Given instruction A:
Rewrite the paragraph of the ENS rarefaction text that begins "Relating the complementary information" as a shorter version that keeps its main facts.
Given instruction B:
In the ENS rarefaction text, reproduce word for word the passage starting at "Our approach relies" and ending at "(see Table 1).".
Given instruction C:
Write the next part of the text on ENS rarefaction and diversity measures, starting after its final sentence.

Document:
▼

ENS rarefaction and related approaches

Our approach relies on a family of diversity measures that was first introduced as “Hurlbert ENS” by Dauby and Hardy (2012). Here, we use the term “ENS rarefaction” to emphasize that these measures are simply an effective number of species (ENS) transformation of the individual-based rarefaction curve (Hurlbert, 1971). Since ENS rarefaction is one of the lesser-known, but quite powerful, families of diversity measures, we briefly explain it below and compare it with the related Hill number framework, and the individual-based rarefaction framework that it is based on (see Table 1).
Relating the complementary information given by a set of diversity measures to the diversity components discussed above is challenging because many metrics are sensitive to more than one component (Chase and Knight, 2013). Furthermore, diversity metrics often differ in their numerical ranges and units (i.e. their numerical constraints), and in the degree to which they are affected by passive sampling effects, which in statistics is called estimation bias (Gotelli & Chao, 2013). For example, species richness, which counts all species independent of their abundance, can attain any integer number, and is strongly affected by the number of individuals in the sample. In contrast, Simpson’s index, which gives disproportionately high weight to the dominant species of the SAD, ranges between 0 and 1 and is almost unaffected by sample size (i.e., the number of individuals). Although the two metrics hold complementary information on the SAD and passive sampling effects, their different numerical constraints and estimation biases make it difficult to disentangle the two components and compare their effect sizes (Jost, 2006).

▲

Source excerpt:
▼

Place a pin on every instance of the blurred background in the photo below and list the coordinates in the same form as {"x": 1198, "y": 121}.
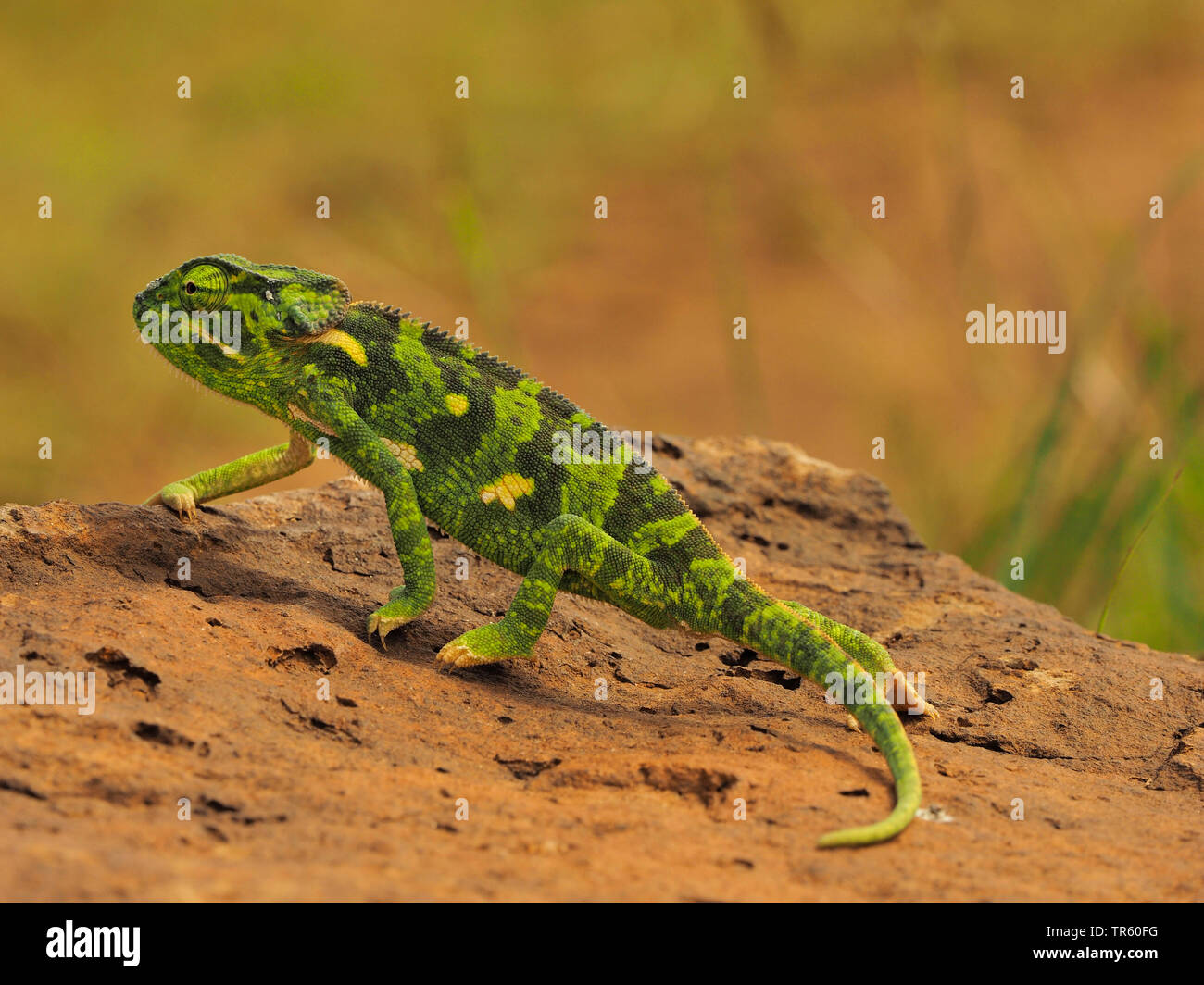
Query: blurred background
{"x": 718, "y": 207}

▲

Expected answer A:
Linking a set of diversity measures to diversity components is hard because many metrics respond to more than one component (Chase and Knight, 2013). Metrics also differ in their numerical ranges and units, and in how strongly passive sampling effects (estimation bias) affect them (Gotelli & Chao, 2013). Species richness counts all species regardless of abundance, can take any integer value, and depends strongly on the number of individuals sampled. Simpson's index weights dominant species heavily, ranges from 0 to 1, and is almost unaffected by sample size. The two metrics carry complementary information on the SAD and on passive sampling effects, but their differing constraints and biases make it hard to separate the two components and compare their effect sizes (Jost, 2006).

Expected answer B:
Our approach relies on a family of diversity measures that was first introduced as “Hurlbert ENS” by Dauby and Hardy (2012). Here, we use the term “ENS rarefaction” to emphasize that these measures are simply an effective number of species (ENS) transformation of the individual-based rarefaction curve (Hurlbert, 1971). Since ENS rarefaction is one of the lesser-known, but quite powerful, families of diversity measures, we briefly explain it below and compare it with the related Hill number framework, and the individual-based rarefaction framework that it is based on (see Table 1).

Expected answer C:
The Hill number framework solves the problem of incompatible numerical constraints by converting diversity index values to effective numbers of species (Eqn 1). This encompasses all diversity indices that are a function of the term \(\sum_{i=1}^{S}{p_{i}}^{q}\)(e.g., species richness for q=0, Shannon index for q=1 and Simpson’s index for q=2), where the diversity order, q, tunes the weight of species abundances \(p_{i}\) (Rényi, 1961; Hill, 1973; Jost, 2006). The term ENS refers to the hypothetical number of species that a perfectly even sample would have if it produced the same index value as the real sample. Hence, Hill numbers relieve diversity indices of their numerical constraints by re-expressing them in units equivalent to that of species richness (Jost, 2006). However, like most diversity metrics, Hill numbers retain a downward estimation bias, whose strength diminishes with increasing values of the diversity order q (Chao et al., 2014). Therefore, differences in Hill number profiles cannot unambiguously be attributed to changes in the regional SAD or changes in total abundance. For example, if 2D (corresponding to Simpson’s index) is constant along a gradient of interest while 0D (i.e. species richness) increases, this pattern can be underlain by a change in the regional SAD (i.e. an increase in the number of rare species), a passive sampling effect (i.e. an increase in total abundance) or both.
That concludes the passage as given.